■ Brief
Repeat exactly the lines from the line containing "Could you please point to the shoe" through the last line of the records below, inclusive, and nothing else.

■ Data section
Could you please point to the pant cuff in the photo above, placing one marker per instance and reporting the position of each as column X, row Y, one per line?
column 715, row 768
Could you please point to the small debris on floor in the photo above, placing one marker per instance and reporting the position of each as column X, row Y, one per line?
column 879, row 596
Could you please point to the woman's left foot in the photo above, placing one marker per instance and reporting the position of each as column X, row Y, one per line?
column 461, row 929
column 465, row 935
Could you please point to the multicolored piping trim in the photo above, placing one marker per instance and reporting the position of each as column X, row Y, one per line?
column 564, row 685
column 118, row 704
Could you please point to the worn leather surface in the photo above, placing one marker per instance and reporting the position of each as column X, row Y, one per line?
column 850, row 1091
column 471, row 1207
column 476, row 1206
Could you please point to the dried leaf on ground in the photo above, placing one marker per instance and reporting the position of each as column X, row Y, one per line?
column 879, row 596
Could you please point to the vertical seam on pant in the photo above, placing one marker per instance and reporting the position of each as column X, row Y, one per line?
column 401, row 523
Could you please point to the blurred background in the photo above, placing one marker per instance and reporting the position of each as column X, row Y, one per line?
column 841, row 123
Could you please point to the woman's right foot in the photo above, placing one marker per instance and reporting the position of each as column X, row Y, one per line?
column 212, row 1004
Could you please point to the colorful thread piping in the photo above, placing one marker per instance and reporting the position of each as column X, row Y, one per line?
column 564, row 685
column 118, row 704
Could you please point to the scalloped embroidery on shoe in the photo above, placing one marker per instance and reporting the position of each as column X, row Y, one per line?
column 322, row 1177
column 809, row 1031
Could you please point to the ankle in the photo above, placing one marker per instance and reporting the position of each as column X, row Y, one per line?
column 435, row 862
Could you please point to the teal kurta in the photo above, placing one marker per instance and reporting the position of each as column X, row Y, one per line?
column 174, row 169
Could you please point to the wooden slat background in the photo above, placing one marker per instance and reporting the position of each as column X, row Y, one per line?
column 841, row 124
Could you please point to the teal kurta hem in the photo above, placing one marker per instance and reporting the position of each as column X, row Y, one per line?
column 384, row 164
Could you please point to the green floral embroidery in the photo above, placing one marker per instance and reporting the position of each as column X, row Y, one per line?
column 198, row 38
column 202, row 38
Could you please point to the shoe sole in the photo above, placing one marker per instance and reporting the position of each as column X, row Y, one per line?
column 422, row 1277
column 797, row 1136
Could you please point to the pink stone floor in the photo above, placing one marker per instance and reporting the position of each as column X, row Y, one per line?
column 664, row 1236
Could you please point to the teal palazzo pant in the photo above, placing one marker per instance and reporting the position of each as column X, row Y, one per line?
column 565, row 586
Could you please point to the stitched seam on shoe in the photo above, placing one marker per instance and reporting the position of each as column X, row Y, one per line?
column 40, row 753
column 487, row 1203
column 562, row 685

■ The completed task
Could you please point to the shoe sole in the photo above, placing one marker per instance and reporting the position of each as column X, row Y, one per line?
column 422, row 1277
column 797, row 1136
Could you please point to the pink stone floor in the photo above, placing one marker per instance and reporting the position of each as column X, row Y, one per line?
column 664, row 1236
Could you please point to the teal palazzo pant in the photo above, placing one marker per instance and reporting the position of each as column X, row Y, one per line?
column 565, row 586
Could you please point to the stitched seam on shoe in the photo above, placing one marker per instance and reporting the position of each as column X, row Y, one per line?
column 40, row 753
column 487, row 1203
column 562, row 685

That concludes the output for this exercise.